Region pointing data
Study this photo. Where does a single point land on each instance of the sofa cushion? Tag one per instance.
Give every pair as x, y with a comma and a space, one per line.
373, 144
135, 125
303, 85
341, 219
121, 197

- Exercise
Above are the records; set each one down word for word.

- Reply
Study this photo. Where does a single point land on each instance of the sofa cushion? Tag one per instance.
Give every pair as x, y with a comma and a space, one per line.
373, 144
135, 125
303, 85
341, 219
121, 197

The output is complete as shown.